═════ Source material ═════
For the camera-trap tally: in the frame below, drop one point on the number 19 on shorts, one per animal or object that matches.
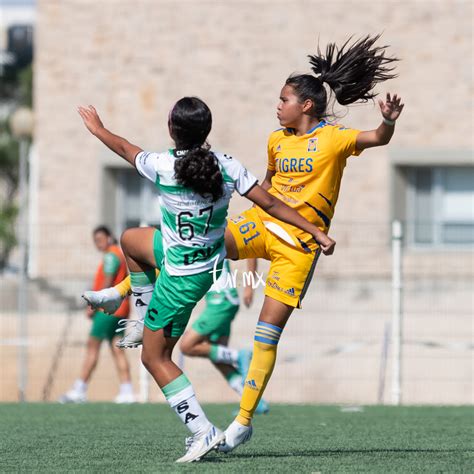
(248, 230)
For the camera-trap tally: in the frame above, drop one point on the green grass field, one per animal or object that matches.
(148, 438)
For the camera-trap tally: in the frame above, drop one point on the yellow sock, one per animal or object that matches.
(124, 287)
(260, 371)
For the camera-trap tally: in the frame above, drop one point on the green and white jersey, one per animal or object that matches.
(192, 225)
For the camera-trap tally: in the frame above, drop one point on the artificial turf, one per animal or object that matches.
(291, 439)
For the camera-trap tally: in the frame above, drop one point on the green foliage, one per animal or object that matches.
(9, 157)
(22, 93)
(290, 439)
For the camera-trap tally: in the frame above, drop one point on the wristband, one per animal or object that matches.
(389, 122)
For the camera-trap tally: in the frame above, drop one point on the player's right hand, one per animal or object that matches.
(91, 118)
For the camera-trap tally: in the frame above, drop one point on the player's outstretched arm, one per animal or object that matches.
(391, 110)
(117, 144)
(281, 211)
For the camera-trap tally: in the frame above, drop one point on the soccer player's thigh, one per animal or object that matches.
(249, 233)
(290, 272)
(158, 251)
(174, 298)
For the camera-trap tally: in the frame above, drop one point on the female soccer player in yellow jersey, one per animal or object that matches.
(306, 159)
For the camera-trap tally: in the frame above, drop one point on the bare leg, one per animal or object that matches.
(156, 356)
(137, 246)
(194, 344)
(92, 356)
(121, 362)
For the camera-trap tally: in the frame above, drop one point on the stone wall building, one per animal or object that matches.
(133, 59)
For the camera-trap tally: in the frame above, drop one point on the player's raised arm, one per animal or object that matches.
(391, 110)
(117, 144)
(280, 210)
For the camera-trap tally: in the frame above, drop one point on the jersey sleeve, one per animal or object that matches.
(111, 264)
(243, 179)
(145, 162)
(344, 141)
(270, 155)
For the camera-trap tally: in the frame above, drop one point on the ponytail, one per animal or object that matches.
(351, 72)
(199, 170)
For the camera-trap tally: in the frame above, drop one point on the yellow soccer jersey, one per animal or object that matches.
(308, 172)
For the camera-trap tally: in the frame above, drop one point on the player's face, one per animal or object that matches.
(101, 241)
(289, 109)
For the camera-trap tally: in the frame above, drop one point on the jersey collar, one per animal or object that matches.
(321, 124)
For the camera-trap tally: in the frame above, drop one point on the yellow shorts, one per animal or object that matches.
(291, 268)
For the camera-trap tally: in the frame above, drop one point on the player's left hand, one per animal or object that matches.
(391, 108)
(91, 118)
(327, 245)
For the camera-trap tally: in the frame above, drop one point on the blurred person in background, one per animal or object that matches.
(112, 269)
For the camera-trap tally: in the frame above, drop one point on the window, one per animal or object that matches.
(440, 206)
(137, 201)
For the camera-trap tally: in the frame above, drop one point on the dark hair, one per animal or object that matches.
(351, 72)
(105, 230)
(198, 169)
═════
═════ Source material ═════
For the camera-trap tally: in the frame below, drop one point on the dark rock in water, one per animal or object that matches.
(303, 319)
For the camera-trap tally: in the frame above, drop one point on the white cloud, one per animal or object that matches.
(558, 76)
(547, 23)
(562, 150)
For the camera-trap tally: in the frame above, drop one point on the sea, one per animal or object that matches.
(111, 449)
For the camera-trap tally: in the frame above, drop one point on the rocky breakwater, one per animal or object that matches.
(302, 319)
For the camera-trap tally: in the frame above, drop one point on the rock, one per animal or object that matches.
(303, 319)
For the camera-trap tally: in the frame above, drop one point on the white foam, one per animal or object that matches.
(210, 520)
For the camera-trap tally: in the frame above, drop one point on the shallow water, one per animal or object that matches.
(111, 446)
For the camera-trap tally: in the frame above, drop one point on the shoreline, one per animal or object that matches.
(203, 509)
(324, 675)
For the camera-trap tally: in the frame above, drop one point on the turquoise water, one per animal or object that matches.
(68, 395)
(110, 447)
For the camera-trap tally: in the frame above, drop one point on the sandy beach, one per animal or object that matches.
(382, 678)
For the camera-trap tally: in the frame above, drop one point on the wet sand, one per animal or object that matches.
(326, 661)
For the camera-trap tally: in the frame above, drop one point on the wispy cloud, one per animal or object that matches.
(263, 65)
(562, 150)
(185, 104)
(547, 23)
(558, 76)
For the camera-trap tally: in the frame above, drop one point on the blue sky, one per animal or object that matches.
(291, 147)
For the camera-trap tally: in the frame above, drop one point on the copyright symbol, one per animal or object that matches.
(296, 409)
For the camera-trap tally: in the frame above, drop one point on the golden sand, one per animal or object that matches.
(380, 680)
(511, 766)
═════
═════ Source material ═════
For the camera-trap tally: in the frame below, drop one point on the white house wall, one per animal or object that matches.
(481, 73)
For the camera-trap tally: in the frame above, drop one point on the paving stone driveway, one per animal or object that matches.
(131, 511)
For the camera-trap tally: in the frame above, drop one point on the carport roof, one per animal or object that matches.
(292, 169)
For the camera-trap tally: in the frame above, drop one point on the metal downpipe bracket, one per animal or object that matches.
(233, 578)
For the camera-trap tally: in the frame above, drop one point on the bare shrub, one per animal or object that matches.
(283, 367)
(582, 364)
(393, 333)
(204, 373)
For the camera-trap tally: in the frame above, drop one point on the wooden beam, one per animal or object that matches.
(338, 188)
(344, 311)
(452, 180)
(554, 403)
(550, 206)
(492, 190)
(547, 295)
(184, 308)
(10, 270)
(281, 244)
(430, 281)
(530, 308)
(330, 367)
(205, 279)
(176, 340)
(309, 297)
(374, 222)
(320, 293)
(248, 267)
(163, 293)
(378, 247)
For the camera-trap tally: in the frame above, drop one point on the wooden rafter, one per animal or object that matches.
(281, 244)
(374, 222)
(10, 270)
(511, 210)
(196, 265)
═════
## Job
Please find every line in the material above that contains the string "player", matching case exactly, and copy each of those lines in full.

## Expected output
For the camera-trap tally: in the frame above, drop one point on the player's right hand, one per animal or object that matches.
For the camera-trap tally: in the frame above, drop one point on the player's outstretched arm, one per animal or object that matches.
For the camera-trap tally: in the frame above, drop one point on the soccer player's thigh, one per animal or object that matches.
For the camera-trap tally: in the frame above, drop one point on the female soccer player in yellow jersey, one per animal or object that matches.
For the camera-trap tally: in the frame above, drop one point on the player's raised arm, one per animal or object that matches.
For the camera-trap tally: in the frame above, drop one point on the player's face, one per animal or object that matches.
For the camera-trap tally: in the frame above, drop one point on the player's left hand, one per animal or object that matches.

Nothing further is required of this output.